### TASK INSTRUCTIONS
Give back every record below word for word, with the pictures omitted.

### GIVEN ENTRIES

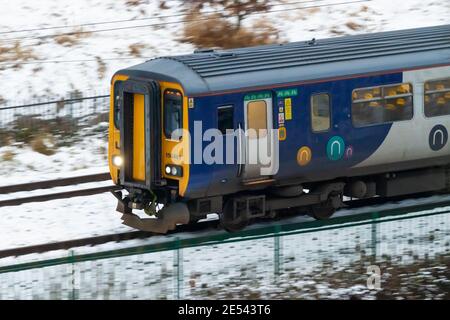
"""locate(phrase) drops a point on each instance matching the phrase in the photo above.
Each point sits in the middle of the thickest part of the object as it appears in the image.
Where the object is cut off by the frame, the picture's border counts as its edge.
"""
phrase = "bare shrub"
(221, 33)
(43, 144)
(225, 28)
(133, 3)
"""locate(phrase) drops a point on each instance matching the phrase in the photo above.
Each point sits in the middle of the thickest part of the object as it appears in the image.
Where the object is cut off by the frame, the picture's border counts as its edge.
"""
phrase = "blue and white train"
(358, 116)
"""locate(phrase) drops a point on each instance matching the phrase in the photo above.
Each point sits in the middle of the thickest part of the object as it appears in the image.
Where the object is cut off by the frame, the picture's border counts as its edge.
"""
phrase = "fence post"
(178, 268)
(375, 217)
(276, 252)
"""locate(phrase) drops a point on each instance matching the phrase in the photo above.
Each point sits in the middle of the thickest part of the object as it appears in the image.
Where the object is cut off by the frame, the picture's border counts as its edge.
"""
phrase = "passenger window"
(382, 104)
(437, 98)
(257, 119)
(172, 113)
(225, 119)
(320, 112)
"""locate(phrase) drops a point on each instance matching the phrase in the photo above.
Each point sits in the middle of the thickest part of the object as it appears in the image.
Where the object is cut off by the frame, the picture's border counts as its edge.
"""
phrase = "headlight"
(175, 171)
(117, 161)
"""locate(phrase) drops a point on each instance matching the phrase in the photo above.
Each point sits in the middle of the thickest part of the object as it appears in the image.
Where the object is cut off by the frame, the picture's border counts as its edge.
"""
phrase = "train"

### RESPONSE AREA
"""locate(phrase) drops a point on each instance matching the phrase in the photo above.
Each point sits in the middle of the thickest part of the object as it appears in the image.
Where the object is cut off by the frame, the picture's border counts as its edge.
"""
phrase = "bare shrub"
(221, 33)
(43, 144)
(225, 28)
(133, 3)
"""locate(phrase) drops a point on each instance matching the phrase in the photo above.
Each point sits in the middle of the thickest part of the object as it appears in the image.
Where the object is cut off by the frame, the picture's border counts as its edge.
"""
phrase = "blue and white train"
(358, 116)
"""locate(phrase) drops a point on each instance matching the phrase in the photo above.
Each point sits in the middle of the thickest part of the object as it appears in the image.
Where the object is cut off by the frame, the picture's border counts as its edge.
"""
phrase = "fence post"
(178, 268)
(375, 217)
(276, 252)
"""locate(phrase) drops a point on each instance matching the phrase in the photo above.
Each point sits in the middle of the thickest part of the object as it appears in the image.
Where the object is cut off by the frame, the picture's border counts as its edge.
"""
phrase = "passenger window"
(382, 104)
(437, 98)
(257, 119)
(172, 113)
(225, 119)
(320, 112)
"""locate(phrase) drops a point on each instance matching the phrase in the photo above.
Each point sits in the middle of the thickest part of the object as it appears in the image.
Where the object is cut off by the frame, the picture's border counts as its edge.
"""
phrase = "headlight"
(175, 171)
(117, 161)
"""locate(phrase) drops a point on each instance matching the phrase in the photo above.
Each point sits in the middle of the thickest part of the object as it appears in the image.
Where the object is cut off by the frame, the picture's border counts as its edge.
"""
phrase = "train"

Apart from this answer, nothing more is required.